▶ [DATA PROVIDED]

────────────────

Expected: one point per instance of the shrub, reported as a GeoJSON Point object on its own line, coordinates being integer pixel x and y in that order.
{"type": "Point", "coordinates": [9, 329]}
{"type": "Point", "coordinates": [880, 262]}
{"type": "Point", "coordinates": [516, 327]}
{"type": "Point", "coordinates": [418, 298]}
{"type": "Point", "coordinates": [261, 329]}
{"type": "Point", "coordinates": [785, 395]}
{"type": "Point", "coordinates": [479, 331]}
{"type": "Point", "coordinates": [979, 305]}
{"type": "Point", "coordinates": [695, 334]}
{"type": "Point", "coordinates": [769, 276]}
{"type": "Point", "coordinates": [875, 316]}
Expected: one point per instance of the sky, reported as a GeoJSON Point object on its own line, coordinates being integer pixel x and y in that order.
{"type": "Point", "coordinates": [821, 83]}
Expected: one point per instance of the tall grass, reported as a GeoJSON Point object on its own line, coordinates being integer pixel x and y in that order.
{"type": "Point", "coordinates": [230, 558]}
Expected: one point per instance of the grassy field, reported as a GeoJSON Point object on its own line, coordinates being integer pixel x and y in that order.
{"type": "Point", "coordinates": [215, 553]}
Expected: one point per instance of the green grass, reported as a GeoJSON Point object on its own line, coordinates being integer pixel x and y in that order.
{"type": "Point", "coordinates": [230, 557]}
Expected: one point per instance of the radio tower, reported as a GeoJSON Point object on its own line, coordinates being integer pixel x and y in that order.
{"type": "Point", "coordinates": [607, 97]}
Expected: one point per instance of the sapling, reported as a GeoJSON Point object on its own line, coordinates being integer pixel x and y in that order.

────────────────

▶ [EXERCISE TASK] Repeat all of the records above exactly as they appear.

▶ [RESPONSE FOR THIS EXERCISE]
Expected: one point per instance of the shrub, reported as a GeoJSON Point object on its own line, coordinates being integer pixel x and y in that order.
{"type": "Point", "coordinates": [9, 329]}
{"type": "Point", "coordinates": [880, 262]}
{"type": "Point", "coordinates": [516, 327]}
{"type": "Point", "coordinates": [418, 298]}
{"type": "Point", "coordinates": [261, 329]}
{"type": "Point", "coordinates": [785, 395]}
{"type": "Point", "coordinates": [479, 331]}
{"type": "Point", "coordinates": [979, 305]}
{"type": "Point", "coordinates": [695, 334]}
{"type": "Point", "coordinates": [769, 276]}
{"type": "Point", "coordinates": [875, 316]}
Expected: one point per instance of the sky, reported as a GeoJSON Point object on its own line, coordinates being integer pixel x and y in that order.
{"type": "Point", "coordinates": [821, 83]}
Expected: one point per instance of the tall grass, reported as a GeoJSON Point object on its own line, coordinates being integer pixel x and y in that order.
{"type": "Point", "coordinates": [230, 558]}
Expected: one point per instance of the grassy field, reported as a GeoJSON Point object on its own line, coordinates being integer pixel x and y in that order.
{"type": "Point", "coordinates": [215, 553]}
Expected: one point per instance of the green grass, reported as a GeoJSON Point object on its own line, coordinates being integer pixel x and y in that order.
{"type": "Point", "coordinates": [230, 557]}
Expected: one point per instance of the radio tower, reported as a GeoJSON Point object on its own line, coordinates being integer pixel x and y in that order.
{"type": "Point", "coordinates": [607, 97]}
Expected: one point per instance of the sapling, reported as a GeoJSON Point object on its own line, coordinates being integer pixel x and y in that order.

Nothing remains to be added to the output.